PROBLEM TO SOLVE: Beginning with the line that contains "the lantern hanging", extract each line through the end of the listing below, with no additions or omissions.

RECORDS SHOWN:
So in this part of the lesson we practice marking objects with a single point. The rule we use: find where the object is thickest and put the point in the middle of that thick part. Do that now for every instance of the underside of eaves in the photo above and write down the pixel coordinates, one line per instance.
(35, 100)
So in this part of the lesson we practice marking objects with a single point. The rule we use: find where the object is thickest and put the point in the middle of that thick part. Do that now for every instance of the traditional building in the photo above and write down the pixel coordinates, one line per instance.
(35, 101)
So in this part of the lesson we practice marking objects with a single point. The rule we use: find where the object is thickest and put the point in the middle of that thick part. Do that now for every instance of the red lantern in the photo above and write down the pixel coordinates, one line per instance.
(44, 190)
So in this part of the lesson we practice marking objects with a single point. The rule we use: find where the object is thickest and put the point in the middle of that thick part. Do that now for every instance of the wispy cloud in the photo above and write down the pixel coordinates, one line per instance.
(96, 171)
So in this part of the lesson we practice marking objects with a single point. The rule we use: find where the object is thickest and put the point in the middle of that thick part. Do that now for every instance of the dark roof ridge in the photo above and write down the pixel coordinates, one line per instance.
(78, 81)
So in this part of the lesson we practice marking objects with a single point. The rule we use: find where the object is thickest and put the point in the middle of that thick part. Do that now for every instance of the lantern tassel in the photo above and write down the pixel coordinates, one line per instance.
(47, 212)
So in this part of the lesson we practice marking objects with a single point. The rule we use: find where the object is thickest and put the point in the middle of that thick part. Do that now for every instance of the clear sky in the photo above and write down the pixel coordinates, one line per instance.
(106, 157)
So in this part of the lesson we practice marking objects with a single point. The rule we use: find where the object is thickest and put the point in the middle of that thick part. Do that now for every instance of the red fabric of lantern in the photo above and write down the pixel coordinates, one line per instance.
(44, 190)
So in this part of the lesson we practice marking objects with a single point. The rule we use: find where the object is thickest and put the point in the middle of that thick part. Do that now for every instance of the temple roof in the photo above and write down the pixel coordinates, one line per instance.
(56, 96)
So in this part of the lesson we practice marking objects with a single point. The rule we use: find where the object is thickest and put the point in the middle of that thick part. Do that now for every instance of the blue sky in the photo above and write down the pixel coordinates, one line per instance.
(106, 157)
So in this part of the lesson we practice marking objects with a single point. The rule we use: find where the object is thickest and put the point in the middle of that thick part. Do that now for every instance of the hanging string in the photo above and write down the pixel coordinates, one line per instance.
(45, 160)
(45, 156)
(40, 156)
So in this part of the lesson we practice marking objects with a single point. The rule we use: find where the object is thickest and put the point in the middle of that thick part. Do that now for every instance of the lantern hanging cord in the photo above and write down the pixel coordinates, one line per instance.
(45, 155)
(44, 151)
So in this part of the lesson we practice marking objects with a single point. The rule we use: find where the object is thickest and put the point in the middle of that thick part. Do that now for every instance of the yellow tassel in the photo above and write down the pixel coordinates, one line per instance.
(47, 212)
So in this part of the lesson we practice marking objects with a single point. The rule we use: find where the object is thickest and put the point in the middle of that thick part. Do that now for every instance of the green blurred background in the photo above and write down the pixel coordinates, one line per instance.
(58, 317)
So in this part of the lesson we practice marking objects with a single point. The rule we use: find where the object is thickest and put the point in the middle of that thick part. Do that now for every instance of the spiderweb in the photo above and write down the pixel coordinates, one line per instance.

EXERCISE ANSWER:
So in this part of the lesson we practice marking objects with a single point. The rule we use: find where the object is thickest and put the point in the middle of that thick part. Do that now for every instance of the lantern hanging cord in the photo above and write down the pixel coordinates, one line per instance.
(45, 155)
(44, 151)
So in this part of the lesson we practice marking objects with a single point. The rule we use: find where the object is thickest and put the point in the middle of that thick part. Do that now for every instance of the yellow tassel in the photo above and write down the pixel coordinates, one line per instance.
(47, 212)
So in this part of the lesson we practice marking objects with a single point. The rule we use: find where the object is thickest and put the point in the middle of that thick part. Do that now for every instance of the green blurred background in the photo above and write down the pixel coordinates, one line per instance.
(58, 317)
So in this part of the lesson we practice marking objects with a single point. The rule we use: find where the object is thickest and put the point in the middle of that thick part. Do that now for every instance of the spiderweb in the photo above and write down the pixel coordinates, one line per instance.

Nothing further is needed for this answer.